• _TAREFAS A REALIZAR_:
**1.** Traduza para inglês a frase “O especialista referiu ainda que, para essas mulheres, os fins justificam os meios, quando querem atingir um objectivo.”, retirada do texto sobre o uso da “jarda”.
**2.** Prossiga o texto sobre o uso da “jarda” a partir da última frase apresentada.

Actualmente, continuou, as pessoas percebem que o corpo avantajado é o ideal e mais comercial.
“A sociedade considera as mulheres que usam ‘jardas’ como vulgares. Alguém que se coloca em caminhos estranhos em relação à própria sexualidade”, explicou, acrescentado que, na sua maioria, a intenção é de atrair homens e olhares.
No caso de cantoras, continuou, usam a “jarda” para mostrar auto-estima, vantagens e performance em palco.
“Essas mulheres fazem-no em nome do sistema da moda, do estar no topo, ser visível e procurar visibilidade diante daqueles que podem patrocinar e elevar o seu estilo de vida”, salientou.
O especialista referiu ainda que, para essas mulheres, os fins justificam os meios, quando querem atingir um objectivo.
Nestes casos, disse, a educação é um elemento que deve ser chamado para analisar o fenómeno da “jarda”.
“Há pessoas que economicamente estão bem posicionadas, mas preferem usar a ‘jarda’ para se fazerem perceber”, salientou.

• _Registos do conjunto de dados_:
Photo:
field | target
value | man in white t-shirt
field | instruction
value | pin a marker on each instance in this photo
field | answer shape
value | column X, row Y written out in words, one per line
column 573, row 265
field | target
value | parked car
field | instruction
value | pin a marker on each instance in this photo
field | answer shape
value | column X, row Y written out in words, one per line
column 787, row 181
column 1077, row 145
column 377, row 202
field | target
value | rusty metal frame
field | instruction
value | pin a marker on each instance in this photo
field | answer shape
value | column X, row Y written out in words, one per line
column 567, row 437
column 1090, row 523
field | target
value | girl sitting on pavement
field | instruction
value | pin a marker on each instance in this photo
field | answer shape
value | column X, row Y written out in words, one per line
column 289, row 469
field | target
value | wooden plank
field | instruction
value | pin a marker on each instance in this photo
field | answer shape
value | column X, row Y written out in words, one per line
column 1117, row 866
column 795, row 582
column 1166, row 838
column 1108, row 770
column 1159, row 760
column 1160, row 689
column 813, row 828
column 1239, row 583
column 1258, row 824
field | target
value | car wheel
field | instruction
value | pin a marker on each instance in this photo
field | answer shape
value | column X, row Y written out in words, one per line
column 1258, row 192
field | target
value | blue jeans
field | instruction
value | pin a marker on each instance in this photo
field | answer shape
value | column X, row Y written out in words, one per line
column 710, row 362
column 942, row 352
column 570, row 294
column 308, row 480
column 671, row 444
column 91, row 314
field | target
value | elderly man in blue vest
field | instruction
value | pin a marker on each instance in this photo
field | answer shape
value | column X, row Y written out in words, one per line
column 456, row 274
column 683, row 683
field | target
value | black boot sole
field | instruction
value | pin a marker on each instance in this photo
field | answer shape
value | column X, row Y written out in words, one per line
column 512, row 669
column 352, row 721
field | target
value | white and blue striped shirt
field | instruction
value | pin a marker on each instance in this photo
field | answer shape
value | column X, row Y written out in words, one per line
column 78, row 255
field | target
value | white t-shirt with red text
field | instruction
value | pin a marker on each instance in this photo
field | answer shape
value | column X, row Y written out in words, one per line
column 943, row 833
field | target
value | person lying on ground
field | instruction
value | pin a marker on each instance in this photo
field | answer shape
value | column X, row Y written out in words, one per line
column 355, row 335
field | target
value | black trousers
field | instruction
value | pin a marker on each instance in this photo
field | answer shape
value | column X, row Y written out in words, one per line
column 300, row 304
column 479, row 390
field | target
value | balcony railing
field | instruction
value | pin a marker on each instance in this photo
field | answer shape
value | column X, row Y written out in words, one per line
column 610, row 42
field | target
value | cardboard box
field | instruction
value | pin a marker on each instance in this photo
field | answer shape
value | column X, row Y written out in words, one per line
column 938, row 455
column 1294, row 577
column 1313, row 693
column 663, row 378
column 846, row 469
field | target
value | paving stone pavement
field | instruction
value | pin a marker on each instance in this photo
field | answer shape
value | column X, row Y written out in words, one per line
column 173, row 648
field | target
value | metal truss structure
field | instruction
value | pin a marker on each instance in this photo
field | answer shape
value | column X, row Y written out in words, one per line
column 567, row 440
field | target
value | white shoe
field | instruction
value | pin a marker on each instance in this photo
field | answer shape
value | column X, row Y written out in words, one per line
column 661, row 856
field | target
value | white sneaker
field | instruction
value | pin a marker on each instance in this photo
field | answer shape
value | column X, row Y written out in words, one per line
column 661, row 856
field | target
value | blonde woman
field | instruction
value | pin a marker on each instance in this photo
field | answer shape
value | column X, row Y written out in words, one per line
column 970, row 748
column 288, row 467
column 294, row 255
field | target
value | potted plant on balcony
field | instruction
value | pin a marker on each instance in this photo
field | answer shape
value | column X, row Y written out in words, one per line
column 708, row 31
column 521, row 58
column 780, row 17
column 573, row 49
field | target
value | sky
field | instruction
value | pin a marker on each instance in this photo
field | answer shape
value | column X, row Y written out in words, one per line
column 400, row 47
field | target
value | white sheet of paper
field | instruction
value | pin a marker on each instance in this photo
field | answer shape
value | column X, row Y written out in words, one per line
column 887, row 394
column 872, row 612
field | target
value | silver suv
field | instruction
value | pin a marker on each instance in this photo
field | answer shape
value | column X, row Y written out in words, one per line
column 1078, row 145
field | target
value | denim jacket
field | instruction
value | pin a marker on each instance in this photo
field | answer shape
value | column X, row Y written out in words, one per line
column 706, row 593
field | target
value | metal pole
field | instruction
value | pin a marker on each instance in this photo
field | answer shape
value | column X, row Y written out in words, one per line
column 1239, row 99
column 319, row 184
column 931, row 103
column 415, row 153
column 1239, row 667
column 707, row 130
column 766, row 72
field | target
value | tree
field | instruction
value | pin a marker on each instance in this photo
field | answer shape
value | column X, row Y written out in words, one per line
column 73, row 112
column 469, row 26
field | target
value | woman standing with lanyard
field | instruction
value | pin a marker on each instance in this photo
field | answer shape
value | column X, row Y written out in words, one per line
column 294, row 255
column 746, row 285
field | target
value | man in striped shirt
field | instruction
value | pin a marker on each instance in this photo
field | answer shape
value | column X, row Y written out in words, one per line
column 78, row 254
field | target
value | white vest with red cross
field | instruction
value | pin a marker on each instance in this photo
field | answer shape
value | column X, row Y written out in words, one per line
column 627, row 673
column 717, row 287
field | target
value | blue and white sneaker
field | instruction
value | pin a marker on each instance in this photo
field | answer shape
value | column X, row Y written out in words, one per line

• _RESULTADOS ESPERADOS_:
**1.** The expert also noted that, for these women, the ends justify the means when they want to achieve a goal.

**2.**
A ânsia da busca do corpo perfeito, para ser aceite no círculo que a pessoa pretende atingir, faz com que muitas mulheres recorram a processos informais e inseguros.
“Daí surgem várias consequências. Existem hospitais, em Luanda, com espaços para esses indivíduos que dão entrada, em estado de debilidade física elevadíssima”, disse, acrescentado que o corpo não suporta a carga química.
Formas de tratamento em caso de complicações
Entre as formas de tratamento, em caso de complicações da “jarda”, a médica clínica geral citou o acompanhamento por um psicólogo, prática de exercícios físicos, alimentação regular após a recuperação cirúrgica, acrescentando que, muitas mulheres, acabam deformadas para toda a vida.
“Tudo que é acrescentado ao nosso corpo pode trazer consequências. O nosso organismo é inteligente, tudo o que considera desconhecido, ele combate”, alertou.
Ana Terramoto acrescentou que, dependendo do hormónio usado, poderá ocorrer um desequilíbrio hormonal, atingindo directamente o ovário e o útero, causando irregularidades no ciclo menstrual e distúrbios na saúde reprodutiva.
Consequências disfuncionais
A “jarda” é um assunto que tem tomado proporções alarmantes do ponto de vista da convivência social, pelo facto de as pessoas estarem insatisfeitas consigo mesmas, segundo o psicólogo Emanuel Capita.
Por essa razão, continuou, fazem recurso a serviços estéticos, de forma a colmatar algumas anomalias que elas pensam que têm.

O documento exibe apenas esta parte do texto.